* Short problem *
Copy the items below verbatim, from the line containing "target: <item>wood paneling</item>" through the line containing "[[[102,71],[102,59],[96,59],[96,71]]]", including both of those lines.

* Data to process *
· · · ·
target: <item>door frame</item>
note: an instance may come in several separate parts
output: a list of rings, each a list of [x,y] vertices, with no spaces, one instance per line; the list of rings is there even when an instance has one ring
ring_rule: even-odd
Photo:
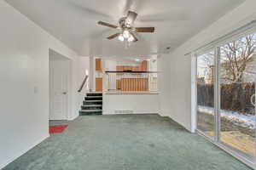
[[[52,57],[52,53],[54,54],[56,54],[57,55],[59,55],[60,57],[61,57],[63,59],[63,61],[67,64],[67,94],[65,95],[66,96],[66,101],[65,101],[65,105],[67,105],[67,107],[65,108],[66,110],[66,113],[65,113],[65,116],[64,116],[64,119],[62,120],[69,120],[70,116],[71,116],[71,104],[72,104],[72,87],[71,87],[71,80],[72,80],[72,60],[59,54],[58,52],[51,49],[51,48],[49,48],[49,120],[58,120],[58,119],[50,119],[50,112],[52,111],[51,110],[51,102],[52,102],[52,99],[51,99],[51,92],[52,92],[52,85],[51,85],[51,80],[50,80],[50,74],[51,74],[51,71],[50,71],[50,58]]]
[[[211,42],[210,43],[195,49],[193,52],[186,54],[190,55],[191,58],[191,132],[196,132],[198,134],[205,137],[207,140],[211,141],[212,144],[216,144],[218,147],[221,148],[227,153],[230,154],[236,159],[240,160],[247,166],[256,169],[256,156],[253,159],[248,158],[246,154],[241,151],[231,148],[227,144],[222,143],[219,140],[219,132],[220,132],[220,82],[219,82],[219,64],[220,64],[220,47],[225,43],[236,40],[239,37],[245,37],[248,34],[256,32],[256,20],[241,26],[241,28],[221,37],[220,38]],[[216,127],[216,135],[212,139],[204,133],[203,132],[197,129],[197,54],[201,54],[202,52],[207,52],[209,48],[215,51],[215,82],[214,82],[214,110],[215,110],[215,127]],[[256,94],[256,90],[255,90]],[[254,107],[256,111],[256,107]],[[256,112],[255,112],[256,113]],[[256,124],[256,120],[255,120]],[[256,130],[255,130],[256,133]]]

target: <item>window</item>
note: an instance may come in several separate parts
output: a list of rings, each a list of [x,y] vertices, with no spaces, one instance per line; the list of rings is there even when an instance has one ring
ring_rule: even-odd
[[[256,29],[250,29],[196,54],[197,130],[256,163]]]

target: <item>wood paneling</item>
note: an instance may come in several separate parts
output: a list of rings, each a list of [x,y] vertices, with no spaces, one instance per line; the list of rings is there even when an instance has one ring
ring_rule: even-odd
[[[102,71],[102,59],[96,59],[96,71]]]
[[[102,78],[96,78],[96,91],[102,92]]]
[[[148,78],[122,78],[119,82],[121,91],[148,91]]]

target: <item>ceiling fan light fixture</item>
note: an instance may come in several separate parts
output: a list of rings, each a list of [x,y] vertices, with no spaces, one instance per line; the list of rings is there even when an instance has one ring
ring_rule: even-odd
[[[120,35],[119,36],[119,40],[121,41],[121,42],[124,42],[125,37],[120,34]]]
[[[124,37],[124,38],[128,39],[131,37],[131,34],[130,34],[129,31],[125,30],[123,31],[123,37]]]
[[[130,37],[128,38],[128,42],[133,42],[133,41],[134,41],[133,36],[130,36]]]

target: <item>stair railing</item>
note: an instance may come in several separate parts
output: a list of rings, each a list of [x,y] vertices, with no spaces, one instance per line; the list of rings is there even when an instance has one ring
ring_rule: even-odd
· · · ·
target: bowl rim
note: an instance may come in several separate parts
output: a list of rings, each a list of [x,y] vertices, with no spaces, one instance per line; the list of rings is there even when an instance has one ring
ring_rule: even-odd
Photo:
· · · ·
* Result *
target: <item>wood paneling</item>
note: an instance may come in several separate parts
output: a list of rings, each a list of [x,y] vertices, with no spaces, one instance per line; the list of rings is there even when an instance has one ring
ring_rule: even-odd
[[[102,71],[102,59],[96,59],[96,71]]]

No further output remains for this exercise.